Passage provided ▸
◆ ◆ ◆
History

Colin a4f41768ba Optimize WebSocket implementation for millions of connections - Implement sharded client storage (256 shards by default) to eliminate mutex contention - Replace slice-based storage with map structure for O(1) token lookup - Increase WebSocket buffer sizes (8192 bytes) and channel buffers (10 messages) - Optimize Notify method with per-shard locking - Add configuration options for shard count and buffer sizes - Add comprehensive benchmarking setup with docker-compose - Include k6 load testing scripts for WebSocket performance testing - All existing tests pass with new sharded implementation		2025-11-20 14:43:33 -05:00
..
configs	Optimize WebSocket implementation for millions of connections	2025-11-20 14:43:33 -05:00
k6	Optimize WebSocket implementation for millions of connections	2025-11-20 14:43:33 -05:00
HARDWARE_RECOMMENDATIONS.md	Optimize WebSocket implementation for millions of connections	2025-11-20 14:43:33 -05:00
MEMORY_ANALYSIS.md	Optimize WebSocket implementation for millions of connections	2025-11-20 14:43:33 -05:00
README.md	Optimize WebSocket implementation for millions of connections	2025-11-20 14:43:33 -05:00
run-benchmark.sh	Optimize WebSocket implementation for millions of connections	2025-11-20 14:43:33 -05:00

README.md

Gotify WebSocket Performance Benchmarking

This directory contains tools and configurations for benchmarking Gotify's WebSocket performance with different shard configurations.

Overview

The benchmarking setup allows you to:

Test multiple Gotify instances with different shard counts (64, 128, 256, 512, 1024)
Measure WebSocket connection performance, latency, and throughput
Compare performance across different shard configurations
Test connection scaling (1K, 10K, 100K+ concurrent connections)

Prerequisites

Docker and Docker Compose installed
At least 8GB of available RAM (for running multiple instances)
Sufficient CPU cores (recommended: 4+ cores)

Quick Start

1. Start All Benchmark Instances

# Build and start all Gotify instances with different shard counts
docker-compose -f docker-compose.benchmark.yml up -d --build

This will start 5 Gotify instances:

gotify-64 on port 8080 (64 shards)
gotify-128 on port 8081 (128 shards)
gotify-256 on port 8082 (256 shards, default)
gotify-512 on port 8083 (512 shards)
gotify-1024 on port 8084 (1024 shards)

2. Verify Services Are Running

# Check health of all instances
curl http://localhost:8080/health
curl http://localhost:8081/health
curl http://localhost:8082/health
curl http://localhost:8083/health
curl http://localhost:8084/health

3. Run Benchmarks

Run All Benchmarks (Compare All Shard Counts)
◆ ◆ ◆
Collected material ▸

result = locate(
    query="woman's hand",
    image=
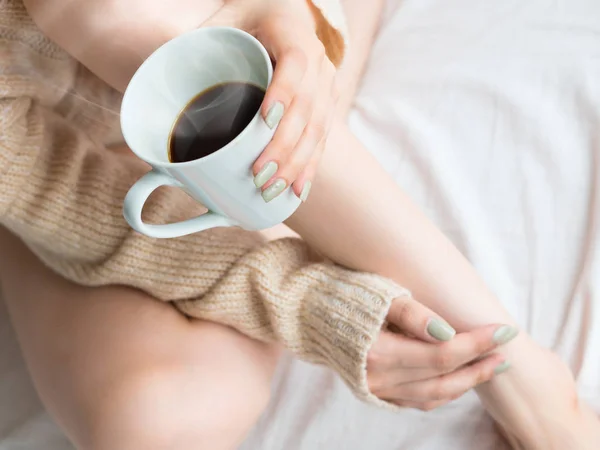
◆ ◆ ◆
Aim 1 ▸
Using the Gotify benchmarking page, answer each of these:
(a) How many shards does the commit message give as the default for sharded client storage?
(b) How much available RAM does the page list as a prerequisite?
(c) Which port does the gotify-512 instance run on?
Aim 2 ▸
Reproduce the part of the Gotify benchmarking page that begins at the words "gotify-64 on port" and stops after "8084 (1024 shards)".
Aim 3 ▸
Translate this sentence from the Gotify benchmarking page into Spanish: "This directory contains tools and configurations for benchmarking Gotify's WebSocket performance with different shard configurations."
The material placed after the Gotify benchmarking page is separate from the page itself.

Written reply 1 ▸
(a) 256 shards.
(b) At least 8GB.
(c) Port 8083.

Written reply 2 ▸
gotify-64 on port 8080 (64 shards)
gotify-128 on port 8081 (128 shards)
gotify-256 on port 8082 (256 shards, default)
gotify-512 on port 8083 (512 shards)
gotify-1024 on port 8084 (1024 shards)

Written reply 3 ▸
Este directorio contiene herramientas y configuraciones para medir el rendimiento de WebSocket de Gotify con distintas configuraciones de fragmentos.